There is a lot of talk about how to traverse moving from batch to flow, and how to make the process of finding a good method quicker under flow conditions. There are some factors keeping us from crossing the goal line: I’ve done it this way for so long and it works – why change (cryogenic or several mainstay transformations)?; the reaction takes too much time in a flow set up; and product survivability. I cringe when I hear these things – largely because the mantra for the last 50 years has been if it is going to 50% at 100C, then just heat it up! — Well you can call me a bit of a dummy and you would be right, but flow chemistry can offer efficiencies that a traditional batch reaction can’t — we know that — mass transfer, time spent at specific temperature can be minimized, and I could go on. Listen this isn’t a blanket that I get to throw over all chemistry, but having come from a microwave background, I think the space available for chemical transformations is untapped — we just haven’t gone there often enough……I just can’t simply buy into chemists simply doing the same reaction over and over for 20 years without finding themselves in a new reaction transformation — there is a lot of it out there and we need to untap this potential.

Let’s just improvise here and generate some discussion — -78C for an anion generation — doesn’t need to be that way for flow: the residence time doesn’t equate with 20-30 mins, then quench with an electrophile. Because the the flow in a microreactor allows kinetic conversion, the reaction can be almost immediate followed by diverting the reactive intermediate in several directions — although I have done this following cooling and anion generation in batch nearly 10000 times — and reverse added this to several other flasks….it just isn’t the best way to do it.

_Stored data_

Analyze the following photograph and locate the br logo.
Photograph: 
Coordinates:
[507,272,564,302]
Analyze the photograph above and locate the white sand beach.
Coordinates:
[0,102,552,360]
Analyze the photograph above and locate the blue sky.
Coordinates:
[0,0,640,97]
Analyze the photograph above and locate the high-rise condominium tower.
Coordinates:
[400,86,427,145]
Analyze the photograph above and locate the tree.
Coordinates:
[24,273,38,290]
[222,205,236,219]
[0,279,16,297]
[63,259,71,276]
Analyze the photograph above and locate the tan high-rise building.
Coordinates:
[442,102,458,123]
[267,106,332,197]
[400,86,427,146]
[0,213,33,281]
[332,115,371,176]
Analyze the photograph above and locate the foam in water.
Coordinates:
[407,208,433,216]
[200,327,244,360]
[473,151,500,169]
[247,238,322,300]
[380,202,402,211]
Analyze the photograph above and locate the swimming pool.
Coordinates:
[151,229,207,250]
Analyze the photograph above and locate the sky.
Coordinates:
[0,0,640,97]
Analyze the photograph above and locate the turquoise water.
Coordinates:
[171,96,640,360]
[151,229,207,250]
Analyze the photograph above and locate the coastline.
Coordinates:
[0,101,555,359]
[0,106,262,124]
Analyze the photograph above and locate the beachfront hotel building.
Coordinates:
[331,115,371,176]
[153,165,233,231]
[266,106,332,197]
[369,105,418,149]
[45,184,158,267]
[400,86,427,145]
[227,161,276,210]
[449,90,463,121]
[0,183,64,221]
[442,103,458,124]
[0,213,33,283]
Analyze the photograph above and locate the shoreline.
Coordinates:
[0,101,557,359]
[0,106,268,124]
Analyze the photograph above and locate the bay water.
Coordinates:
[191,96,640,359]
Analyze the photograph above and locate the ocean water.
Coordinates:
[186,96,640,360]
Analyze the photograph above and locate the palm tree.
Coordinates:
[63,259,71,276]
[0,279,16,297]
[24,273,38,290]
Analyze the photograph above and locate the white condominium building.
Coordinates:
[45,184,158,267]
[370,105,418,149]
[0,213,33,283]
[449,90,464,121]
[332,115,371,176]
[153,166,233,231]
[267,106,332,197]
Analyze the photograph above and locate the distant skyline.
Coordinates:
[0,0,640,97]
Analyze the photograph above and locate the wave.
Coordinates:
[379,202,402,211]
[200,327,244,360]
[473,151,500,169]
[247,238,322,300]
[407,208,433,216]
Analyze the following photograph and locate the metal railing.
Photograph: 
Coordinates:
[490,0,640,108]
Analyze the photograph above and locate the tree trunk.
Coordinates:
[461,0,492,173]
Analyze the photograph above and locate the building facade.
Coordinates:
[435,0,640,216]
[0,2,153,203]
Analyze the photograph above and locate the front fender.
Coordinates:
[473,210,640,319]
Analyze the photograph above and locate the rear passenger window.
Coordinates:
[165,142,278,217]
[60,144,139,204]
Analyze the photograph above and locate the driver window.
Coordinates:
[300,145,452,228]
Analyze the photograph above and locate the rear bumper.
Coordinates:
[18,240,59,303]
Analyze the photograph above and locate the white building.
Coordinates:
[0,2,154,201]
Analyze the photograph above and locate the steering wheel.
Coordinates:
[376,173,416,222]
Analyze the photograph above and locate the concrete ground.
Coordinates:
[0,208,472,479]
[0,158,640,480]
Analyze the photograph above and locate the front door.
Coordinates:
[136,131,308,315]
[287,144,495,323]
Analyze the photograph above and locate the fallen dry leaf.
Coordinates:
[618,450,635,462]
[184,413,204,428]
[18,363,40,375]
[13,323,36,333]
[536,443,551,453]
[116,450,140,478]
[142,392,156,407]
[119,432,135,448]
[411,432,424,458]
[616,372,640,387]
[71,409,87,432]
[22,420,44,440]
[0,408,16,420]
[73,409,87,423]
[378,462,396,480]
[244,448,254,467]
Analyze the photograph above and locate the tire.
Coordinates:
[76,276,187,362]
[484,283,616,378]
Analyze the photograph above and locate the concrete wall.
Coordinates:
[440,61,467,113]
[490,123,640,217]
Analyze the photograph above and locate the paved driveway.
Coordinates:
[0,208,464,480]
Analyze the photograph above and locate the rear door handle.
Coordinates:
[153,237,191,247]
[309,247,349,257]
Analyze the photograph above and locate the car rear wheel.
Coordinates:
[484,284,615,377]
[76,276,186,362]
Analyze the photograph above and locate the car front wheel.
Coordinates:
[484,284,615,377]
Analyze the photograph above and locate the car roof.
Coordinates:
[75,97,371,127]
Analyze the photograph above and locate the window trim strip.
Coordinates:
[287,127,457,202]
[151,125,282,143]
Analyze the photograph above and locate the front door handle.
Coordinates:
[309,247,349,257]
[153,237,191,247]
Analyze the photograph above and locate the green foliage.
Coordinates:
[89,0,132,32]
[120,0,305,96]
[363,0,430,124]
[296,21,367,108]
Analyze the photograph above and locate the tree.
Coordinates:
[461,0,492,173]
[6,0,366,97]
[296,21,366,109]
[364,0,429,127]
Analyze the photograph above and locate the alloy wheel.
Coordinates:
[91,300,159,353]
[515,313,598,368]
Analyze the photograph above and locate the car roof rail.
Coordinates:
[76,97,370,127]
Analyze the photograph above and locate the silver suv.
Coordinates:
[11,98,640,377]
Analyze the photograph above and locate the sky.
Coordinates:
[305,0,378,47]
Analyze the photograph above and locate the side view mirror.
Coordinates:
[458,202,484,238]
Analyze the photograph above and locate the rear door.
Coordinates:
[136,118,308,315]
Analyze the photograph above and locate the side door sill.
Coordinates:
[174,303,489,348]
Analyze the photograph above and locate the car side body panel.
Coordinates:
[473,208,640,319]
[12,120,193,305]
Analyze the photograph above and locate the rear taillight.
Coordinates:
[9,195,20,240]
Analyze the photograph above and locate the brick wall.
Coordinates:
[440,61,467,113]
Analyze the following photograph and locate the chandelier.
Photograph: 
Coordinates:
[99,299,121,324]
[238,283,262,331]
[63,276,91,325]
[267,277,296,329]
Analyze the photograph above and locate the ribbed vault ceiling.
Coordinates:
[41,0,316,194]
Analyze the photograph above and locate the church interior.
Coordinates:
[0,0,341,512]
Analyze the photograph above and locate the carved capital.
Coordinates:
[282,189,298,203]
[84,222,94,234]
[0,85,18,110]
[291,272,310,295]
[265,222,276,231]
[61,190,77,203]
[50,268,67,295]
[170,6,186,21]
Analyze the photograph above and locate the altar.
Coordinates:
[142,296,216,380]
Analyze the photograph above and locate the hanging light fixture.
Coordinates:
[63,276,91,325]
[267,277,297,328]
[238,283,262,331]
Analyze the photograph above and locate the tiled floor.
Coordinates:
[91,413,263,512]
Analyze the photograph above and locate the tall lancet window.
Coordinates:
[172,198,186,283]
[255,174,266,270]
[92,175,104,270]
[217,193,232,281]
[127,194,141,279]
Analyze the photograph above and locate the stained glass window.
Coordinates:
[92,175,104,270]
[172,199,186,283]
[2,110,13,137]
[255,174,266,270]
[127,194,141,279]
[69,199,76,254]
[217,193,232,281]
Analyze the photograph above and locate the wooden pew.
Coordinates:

_Assigned task 1_
Rewrite the passage on moving from batch to flow chemistry from "Let’s just improvise" to "way to do it.", substituting "flow reactor" for "microreactor".
_Assigned task 2_
Summarize the passage on moving from batch to flow chemistry in two sentences.
_Assigned task 3_
Carry on the passage on moving from batch to flow chemistry after its last sentence.

_Expected answer 1_
Let’s just improvise here and generate some discussion — -78C for an anion generation — doesn’t need to be that way for flow: the residence time doesn’t equate with 20-30 mins, then quench with an electrophile. Because the the flow in a flow reactor allows kinetic conversion, the reaction can be almost immediate followed by diverting the reactive intermediate in several directions — although I have done this following cooling and anion generation in batch nearly 10000 times — and reverse added this to several other flasks….it just isn’t the best way to do it.

_Expected answer 2_
The writer urges chemists to move from batch to flow chemistry despite objections such as habit, long reaction times in a flow setup, and product survivability, because flow offers efficiencies like better mass transfer and less time spent at a given temperature. As an example, the writer argues that anion generation at -78C need not follow the batch routine in flow, since a microreactor allows almost immediate reaction and lets the reactive intermediate be diverted in several directions.

_Expected answer 3_
Reactions take longer at lower temperature — I guess you can call that a blanket. There are expanding examples of reactions and transformations that moving from batch to flow that simply do not decrease the time spent — that is without raising the temperature — or even temp/pressure if you have the opportunity. In a sense I am talking about reactions that go from 100C to 150-200C, but also reactions we don’t normally think of at temps of 350C. How many of these can you point to from experience? Well many of the products out there survive at these high temps and survive them for short and long reaction times….pharma, Ag, petro, etc. But the nice thing is that it is generally held that many transformations at these high temps can be done in a short time, and with limited “reaction time” at these high temperatures……get used to it; expansing methods are being developed.

So give you chemistry a bit more thought and challenge some of the traditional techniques used. That text book in the corner is starting to collect some dust: find some examples that would serve as a good model outside a batch process.